====== Records for the task ======
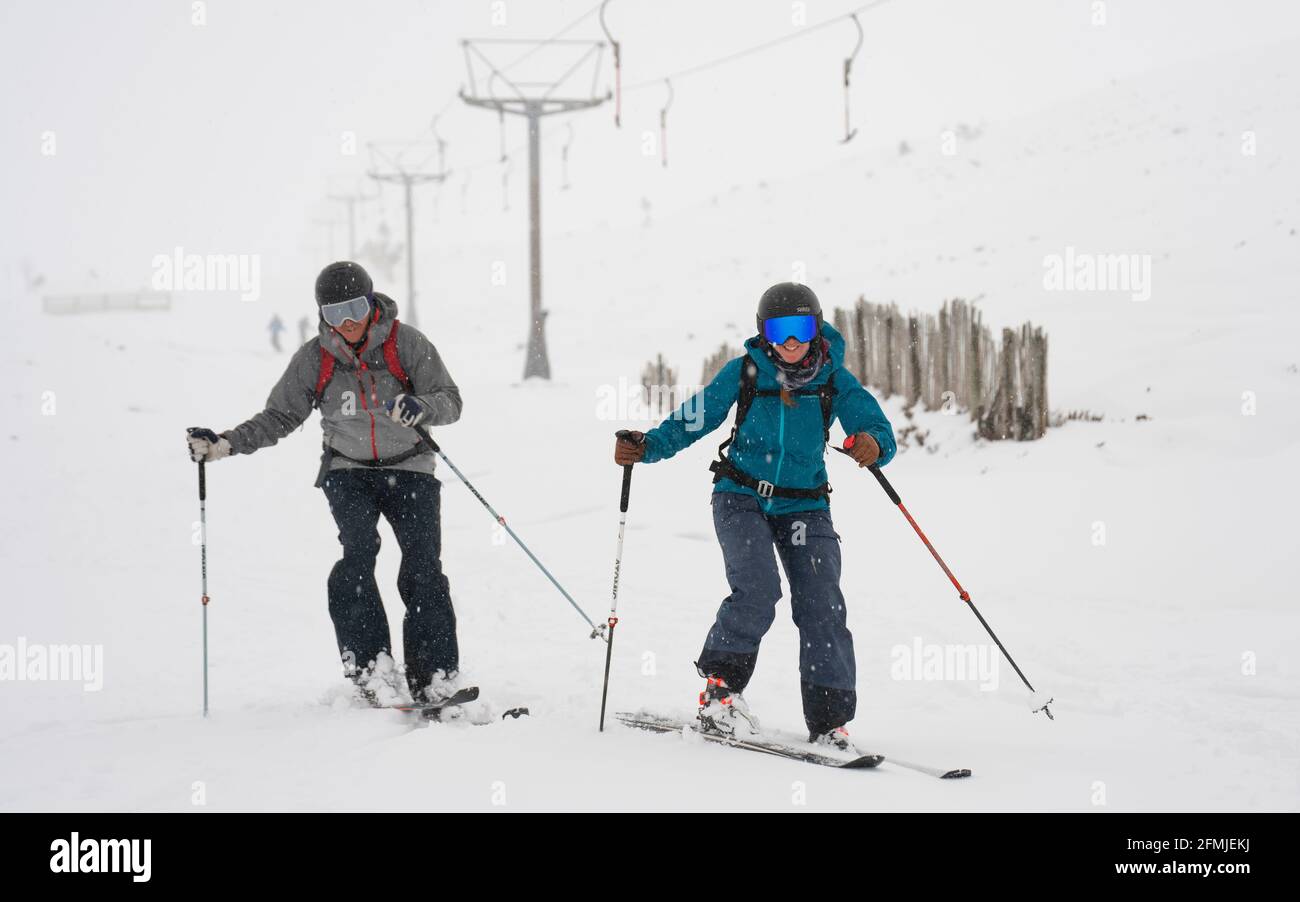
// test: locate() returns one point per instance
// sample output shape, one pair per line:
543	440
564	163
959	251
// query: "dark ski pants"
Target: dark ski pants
======
Reproduce every record above exactly, omitting the pictures.

// test: locate() returns one point per instance
// sample output shape, one pair per line:
543	440
564	163
959	251
// query: "dark ski pants"
Target: dark ski pants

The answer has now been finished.